## Task goal:
Present every line of the items below as a Markdown table with the columns Row and Line, numbering the rows and skipping blank lines. Leave the pictures out.

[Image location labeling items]

* Begin *

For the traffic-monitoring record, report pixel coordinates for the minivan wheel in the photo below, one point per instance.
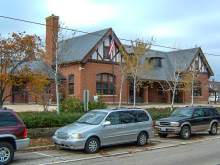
(162, 135)
(92, 145)
(142, 139)
(185, 132)
(213, 130)
(6, 153)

* End *

## Exercise answer:
| Row | Line |
|---|---|
| 1 | For the traffic-monitoring record, report pixel coordinates for the minivan wheel in the photo below, one point per instance. |
| 2 | (162, 135) |
| 3 | (92, 145) |
| 4 | (142, 139) |
| 5 | (185, 132) |
| 6 | (213, 130) |
| 7 | (6, 153) |